● Text segment

-=-=-=-=-

# Wave function of a free particle

1. Jun 17, 2005

### Feynmanfan

A short question:

I've learned that the wave function corresponding to a free particle has this form:

Psi(x,0)=1/sqrt(2*Pi)*Integral[g(k)*E^(ikx)dx] (i can't write it in Latex, sorry)

Is it just for the free particle, or any quantum state of a system can be represented in this form, where g(k) is the fourier transf. of Psi?

Can any function of x, represent the state of the free particle?

2. Jun 17, 2005

### dextercioby

It's a wave packet.It's an element of the $\tilde{M}$ which is the space of the continuous linear functionals on the nuclear subspace $M$.

That is $g(k)\in \tilde{M}$ and $\Psi (x,0)\in\tilde{M}$.

The free particle's (nonrelativistic) hamiltonian is a densly defined essentially self-adjoint linear operator with a completely continuous spectrum.It is unbounded,therefore the correct mathematical description of the system (free particle)is achived through the construct of rigged Hilbert space.The dual space of the nuclear subspace can be realized as a Hilbert space itself,by defining the scalar product of functionals and "moving" the Hamiltonian from $M$ to $\tilde{M}$.

As for quantum states,they are built from the fundamental theorems of Wigner & Bargmann.The quantum states are elements of the Rigged Hilbert space of the unitary/antiunitary ray/projective representations of the symmetry groups of the Hamiltonian.

Daniel.

Last edited: Jun 17, 2005

-=-=-=-=-

● Provided material
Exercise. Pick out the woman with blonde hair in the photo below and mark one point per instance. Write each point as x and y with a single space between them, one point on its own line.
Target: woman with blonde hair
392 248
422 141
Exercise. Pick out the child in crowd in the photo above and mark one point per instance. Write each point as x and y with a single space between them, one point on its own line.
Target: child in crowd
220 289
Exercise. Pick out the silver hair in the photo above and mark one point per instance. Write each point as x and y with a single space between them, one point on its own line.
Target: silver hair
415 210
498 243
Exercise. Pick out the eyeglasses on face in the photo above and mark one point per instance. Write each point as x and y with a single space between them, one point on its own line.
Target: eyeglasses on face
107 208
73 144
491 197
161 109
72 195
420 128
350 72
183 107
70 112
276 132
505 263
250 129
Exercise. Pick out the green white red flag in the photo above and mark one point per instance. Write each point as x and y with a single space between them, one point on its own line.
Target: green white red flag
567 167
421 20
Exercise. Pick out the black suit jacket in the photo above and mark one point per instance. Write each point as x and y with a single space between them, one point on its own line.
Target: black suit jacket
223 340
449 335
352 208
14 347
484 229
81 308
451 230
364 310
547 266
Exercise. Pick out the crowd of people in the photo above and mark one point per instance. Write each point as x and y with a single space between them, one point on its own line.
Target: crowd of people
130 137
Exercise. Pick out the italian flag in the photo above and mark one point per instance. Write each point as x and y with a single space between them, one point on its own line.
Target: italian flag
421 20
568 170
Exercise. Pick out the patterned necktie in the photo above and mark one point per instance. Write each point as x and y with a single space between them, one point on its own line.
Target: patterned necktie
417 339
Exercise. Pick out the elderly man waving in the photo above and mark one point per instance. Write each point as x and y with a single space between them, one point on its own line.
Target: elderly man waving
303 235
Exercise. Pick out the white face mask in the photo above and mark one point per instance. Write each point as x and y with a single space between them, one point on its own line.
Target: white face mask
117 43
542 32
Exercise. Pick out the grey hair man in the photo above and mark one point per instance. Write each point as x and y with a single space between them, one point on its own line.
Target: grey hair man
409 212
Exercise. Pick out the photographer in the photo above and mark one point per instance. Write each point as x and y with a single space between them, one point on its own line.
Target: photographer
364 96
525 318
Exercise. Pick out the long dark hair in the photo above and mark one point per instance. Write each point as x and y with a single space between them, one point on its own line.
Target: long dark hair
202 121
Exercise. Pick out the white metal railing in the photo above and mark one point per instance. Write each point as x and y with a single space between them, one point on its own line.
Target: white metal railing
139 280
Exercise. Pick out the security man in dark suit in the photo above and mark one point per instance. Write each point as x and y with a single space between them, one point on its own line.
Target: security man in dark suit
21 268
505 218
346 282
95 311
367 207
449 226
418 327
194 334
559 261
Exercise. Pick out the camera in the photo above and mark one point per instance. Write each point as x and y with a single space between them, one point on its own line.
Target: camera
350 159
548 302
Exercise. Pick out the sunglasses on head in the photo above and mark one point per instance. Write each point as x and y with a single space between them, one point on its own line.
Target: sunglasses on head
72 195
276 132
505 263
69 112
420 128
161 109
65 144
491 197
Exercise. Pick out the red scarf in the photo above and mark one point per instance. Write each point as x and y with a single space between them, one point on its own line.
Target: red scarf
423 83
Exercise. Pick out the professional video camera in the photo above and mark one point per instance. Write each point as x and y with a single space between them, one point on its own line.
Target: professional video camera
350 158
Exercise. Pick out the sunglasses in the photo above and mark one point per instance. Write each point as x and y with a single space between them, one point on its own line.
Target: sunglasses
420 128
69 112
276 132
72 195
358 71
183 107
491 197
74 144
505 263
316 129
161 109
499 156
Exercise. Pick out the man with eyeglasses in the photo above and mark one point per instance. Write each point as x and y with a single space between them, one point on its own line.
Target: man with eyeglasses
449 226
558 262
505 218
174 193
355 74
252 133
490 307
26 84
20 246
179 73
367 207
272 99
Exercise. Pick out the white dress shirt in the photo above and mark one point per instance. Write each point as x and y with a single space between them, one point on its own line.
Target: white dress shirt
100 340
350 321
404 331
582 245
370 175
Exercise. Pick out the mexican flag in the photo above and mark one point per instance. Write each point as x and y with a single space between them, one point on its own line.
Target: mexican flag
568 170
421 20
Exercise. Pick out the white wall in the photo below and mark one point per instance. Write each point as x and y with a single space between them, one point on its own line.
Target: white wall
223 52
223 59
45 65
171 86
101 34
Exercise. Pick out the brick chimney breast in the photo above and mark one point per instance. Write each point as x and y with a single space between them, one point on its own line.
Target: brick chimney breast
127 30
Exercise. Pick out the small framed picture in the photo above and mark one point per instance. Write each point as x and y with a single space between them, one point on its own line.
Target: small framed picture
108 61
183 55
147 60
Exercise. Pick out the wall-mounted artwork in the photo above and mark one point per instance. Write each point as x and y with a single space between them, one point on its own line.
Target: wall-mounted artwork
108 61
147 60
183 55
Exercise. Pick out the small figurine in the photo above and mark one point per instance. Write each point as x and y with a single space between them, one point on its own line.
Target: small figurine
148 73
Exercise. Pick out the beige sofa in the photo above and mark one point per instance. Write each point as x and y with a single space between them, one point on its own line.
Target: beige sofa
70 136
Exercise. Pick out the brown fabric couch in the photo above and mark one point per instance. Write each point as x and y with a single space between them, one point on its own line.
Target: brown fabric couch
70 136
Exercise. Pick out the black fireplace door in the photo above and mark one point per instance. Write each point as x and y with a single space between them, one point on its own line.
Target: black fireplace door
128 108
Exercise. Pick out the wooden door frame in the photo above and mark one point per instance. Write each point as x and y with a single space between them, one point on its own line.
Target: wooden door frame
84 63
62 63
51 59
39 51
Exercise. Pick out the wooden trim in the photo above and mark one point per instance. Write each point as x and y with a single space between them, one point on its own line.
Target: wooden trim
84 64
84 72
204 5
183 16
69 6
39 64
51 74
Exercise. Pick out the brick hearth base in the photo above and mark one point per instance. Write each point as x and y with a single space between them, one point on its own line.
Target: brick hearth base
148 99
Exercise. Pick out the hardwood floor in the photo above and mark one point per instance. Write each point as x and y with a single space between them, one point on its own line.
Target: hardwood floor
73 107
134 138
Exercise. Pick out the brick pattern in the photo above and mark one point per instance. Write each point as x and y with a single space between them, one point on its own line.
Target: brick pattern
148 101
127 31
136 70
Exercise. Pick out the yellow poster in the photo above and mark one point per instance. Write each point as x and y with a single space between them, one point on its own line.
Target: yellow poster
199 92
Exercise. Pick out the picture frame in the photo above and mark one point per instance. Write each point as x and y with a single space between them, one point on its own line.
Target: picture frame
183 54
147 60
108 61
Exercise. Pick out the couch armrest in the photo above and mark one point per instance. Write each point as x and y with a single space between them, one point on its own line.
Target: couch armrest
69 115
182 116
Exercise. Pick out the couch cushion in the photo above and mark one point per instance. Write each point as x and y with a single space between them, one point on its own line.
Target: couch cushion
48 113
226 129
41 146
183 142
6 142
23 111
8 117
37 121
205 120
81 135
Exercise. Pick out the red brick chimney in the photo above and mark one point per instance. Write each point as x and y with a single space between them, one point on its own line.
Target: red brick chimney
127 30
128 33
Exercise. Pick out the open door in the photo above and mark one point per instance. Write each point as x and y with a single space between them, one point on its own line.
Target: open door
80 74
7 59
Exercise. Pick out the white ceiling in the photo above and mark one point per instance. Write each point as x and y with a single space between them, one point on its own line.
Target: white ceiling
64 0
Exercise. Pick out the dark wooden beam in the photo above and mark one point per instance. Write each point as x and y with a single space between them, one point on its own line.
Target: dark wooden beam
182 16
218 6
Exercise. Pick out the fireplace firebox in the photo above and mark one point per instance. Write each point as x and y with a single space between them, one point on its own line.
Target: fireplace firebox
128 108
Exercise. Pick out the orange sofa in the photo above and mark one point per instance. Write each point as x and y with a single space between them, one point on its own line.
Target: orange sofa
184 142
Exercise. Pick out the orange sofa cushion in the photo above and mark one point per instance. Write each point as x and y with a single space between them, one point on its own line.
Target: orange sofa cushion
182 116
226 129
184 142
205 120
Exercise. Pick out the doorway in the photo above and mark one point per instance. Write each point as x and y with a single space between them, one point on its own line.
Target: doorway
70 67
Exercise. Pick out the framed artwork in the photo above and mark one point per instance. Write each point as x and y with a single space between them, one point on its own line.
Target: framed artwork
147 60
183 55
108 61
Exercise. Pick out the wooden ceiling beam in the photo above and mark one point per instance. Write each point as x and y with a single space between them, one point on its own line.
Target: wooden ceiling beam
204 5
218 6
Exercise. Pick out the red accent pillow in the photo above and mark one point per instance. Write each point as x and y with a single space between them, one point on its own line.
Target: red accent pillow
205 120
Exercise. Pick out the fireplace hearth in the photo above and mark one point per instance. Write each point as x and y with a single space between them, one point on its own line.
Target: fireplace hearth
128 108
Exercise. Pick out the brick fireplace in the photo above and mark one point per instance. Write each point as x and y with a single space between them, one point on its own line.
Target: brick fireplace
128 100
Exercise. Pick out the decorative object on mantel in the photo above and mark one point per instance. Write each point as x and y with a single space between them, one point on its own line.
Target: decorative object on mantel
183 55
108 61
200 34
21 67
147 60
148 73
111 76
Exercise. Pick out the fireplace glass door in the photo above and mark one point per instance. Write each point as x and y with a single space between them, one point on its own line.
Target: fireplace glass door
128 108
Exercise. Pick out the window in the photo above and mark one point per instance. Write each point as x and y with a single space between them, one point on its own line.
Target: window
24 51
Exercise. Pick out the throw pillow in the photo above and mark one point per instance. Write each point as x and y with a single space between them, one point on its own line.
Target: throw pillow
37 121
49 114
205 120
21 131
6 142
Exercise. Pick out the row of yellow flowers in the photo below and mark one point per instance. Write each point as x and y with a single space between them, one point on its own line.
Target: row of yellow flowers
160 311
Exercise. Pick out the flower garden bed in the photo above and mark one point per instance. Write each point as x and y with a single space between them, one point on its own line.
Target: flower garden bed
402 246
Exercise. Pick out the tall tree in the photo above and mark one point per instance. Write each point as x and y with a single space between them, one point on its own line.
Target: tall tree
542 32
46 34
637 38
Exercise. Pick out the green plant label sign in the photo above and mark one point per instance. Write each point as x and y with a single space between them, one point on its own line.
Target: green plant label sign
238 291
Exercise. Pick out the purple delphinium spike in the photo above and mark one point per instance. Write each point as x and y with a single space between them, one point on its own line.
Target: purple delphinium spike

-=-=-=-=-

● Brief 1
In the forum thread, which properties does the reply give for the free particle's Hamiltonian? Quote each one using the thread's own wording.
● Brief 2
Which lines of the records contain the string "patterned", with case counting? Copy each of those lines in full.

● Problem solution 1
- "nonrelativistic"
- "densly defined"
- "essentially self-adjoint"
- "linear"
- "completely continuous spectrum"
- "unbounded"

● Problem solution 2
Exercise. Pick out the patterned necktie in the photo above and mark one point per instance. Write each point as x and y with a single space between them, one point on its own line.
Target: patterned necktie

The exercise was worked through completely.